*EXTRAIT DU DOCUMENT*:
------------------------------------

Dans l’après-midi de mercredi, les médecins de la Polyclinique de l’Ormeau, via la CME, publient un nouveau communiqué dans lequel ils « tiennent de nouveau à alerter du risque sanitaire majeur désormais encouru par la population des Hautes-Pyrénées, car tous les habitants sont des malades potentiels, dont personne ne semble se préoccuper ». Les médecins jugent cette situation inacceptable.  « Elle ne peut durer sans avoir des conséquences terribles et dramatiques aussi bien pour les malades que pour l’ensemble de la population. Aucun conflit social ne doit mettre en jeu la vie des personnes. Des solutions doivent être trouvées pour sortir de la crise ou permettre que le conflit se poursuive sans blocage des soins ». Les praticiens appellent donc à « la responsabilité de chacun – direction, personnel gréviste, ARS, préfecture – pour que des solutions concrètes soient immédiatement trouvées, afin de permettre une prise en charge des patients et le maintien effectif du droit d’accès au soin ».

------------------------------------

Dans l'extrait sur le communiqué des médecins de la Polyclinique de l'Ormeau, à qui les praticiens font-ils appel pour que des solutions concrètes soient trouvées ? Les données qui viennent ensuite ne sont pas utiles ici.

*DONNÉES CI-DESSOUS*:
------------------------------------

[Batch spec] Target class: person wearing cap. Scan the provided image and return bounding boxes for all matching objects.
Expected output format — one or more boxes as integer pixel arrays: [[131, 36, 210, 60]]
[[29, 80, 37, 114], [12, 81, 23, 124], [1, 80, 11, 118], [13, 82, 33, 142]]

------------------------------------

*RÉPONSE À L'EXERCICE*: À la direction, au personnel gréviste, à l'ARS et à la préfecture.